▶ Work instruction: Copy every line of the entries that has the string "gets" in it.

[[ Task input open ]]

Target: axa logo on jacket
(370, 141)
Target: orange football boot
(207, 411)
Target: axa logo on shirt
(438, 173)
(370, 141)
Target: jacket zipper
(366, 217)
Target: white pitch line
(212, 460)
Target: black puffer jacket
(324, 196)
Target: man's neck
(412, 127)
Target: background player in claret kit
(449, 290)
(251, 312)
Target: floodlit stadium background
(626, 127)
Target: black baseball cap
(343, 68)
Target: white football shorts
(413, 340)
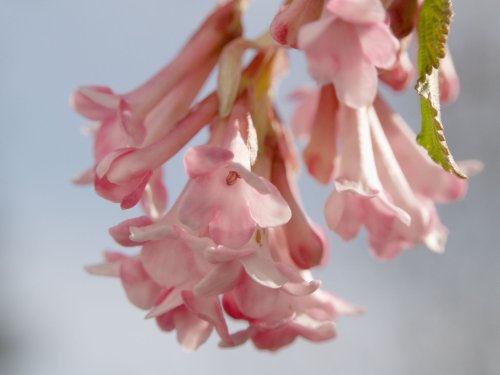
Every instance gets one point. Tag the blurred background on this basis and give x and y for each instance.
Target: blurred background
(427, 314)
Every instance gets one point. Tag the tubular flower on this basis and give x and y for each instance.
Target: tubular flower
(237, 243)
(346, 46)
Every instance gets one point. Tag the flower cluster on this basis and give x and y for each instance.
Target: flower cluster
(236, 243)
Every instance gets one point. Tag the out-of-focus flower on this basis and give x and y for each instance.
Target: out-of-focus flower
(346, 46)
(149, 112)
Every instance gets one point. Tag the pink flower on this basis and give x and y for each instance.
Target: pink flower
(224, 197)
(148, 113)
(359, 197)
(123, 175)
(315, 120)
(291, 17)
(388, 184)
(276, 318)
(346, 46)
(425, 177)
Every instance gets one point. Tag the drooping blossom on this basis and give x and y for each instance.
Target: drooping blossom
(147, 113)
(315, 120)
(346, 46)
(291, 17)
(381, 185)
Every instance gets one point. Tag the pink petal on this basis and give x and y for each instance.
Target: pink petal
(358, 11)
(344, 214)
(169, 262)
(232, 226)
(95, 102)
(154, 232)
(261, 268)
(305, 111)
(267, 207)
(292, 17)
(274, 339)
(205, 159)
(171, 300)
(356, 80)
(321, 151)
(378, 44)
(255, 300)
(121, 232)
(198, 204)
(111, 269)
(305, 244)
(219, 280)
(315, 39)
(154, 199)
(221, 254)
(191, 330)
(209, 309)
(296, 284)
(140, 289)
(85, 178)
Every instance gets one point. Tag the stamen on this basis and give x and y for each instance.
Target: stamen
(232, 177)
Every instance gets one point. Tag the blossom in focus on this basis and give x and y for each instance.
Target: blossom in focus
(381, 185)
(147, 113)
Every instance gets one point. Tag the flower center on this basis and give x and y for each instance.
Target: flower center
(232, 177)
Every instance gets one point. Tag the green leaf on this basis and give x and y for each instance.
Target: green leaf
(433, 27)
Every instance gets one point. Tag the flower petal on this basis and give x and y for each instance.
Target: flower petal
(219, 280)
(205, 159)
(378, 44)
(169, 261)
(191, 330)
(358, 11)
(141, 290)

[[ Task input closed ]]

▶ Solution to this problem:
Every instance gets one point. Tag the blurred background on this basis and give x and y for each instance.
Every instance gets one point. Tag the tubular flower on this basis and give x and y for each instance.
Every instance gets one point. Tag the flower cluster on this basis and give x and y for each instance.
Every instance gets one point. Tag the out-of-focus flower on this basis and give x and y for each instance.
Every instance gets one point. Tag the pink flower on this basis and give x and y for each instance.
Every instance gets one point. Tag the drooping blossom on this basis and give x and y for each instance.
Every instance gets one point. Tag the pink petal on this basis and give x and y for each instance.
Every instance gets one point. Tag the stamen on this basis and give x and y for each instance.
Every instance gets one point. Tag the blossom in focus on this basis and give x and y for each instance.
Every instance gets one point. Tag the flower center on this basis and give x and y for each instance.
Every instance gets one point. Tag the green leaf on this basis and give x and y for each instance.
Every instance gets one point. Tag the flower petal on this basis and give x and y for each instance.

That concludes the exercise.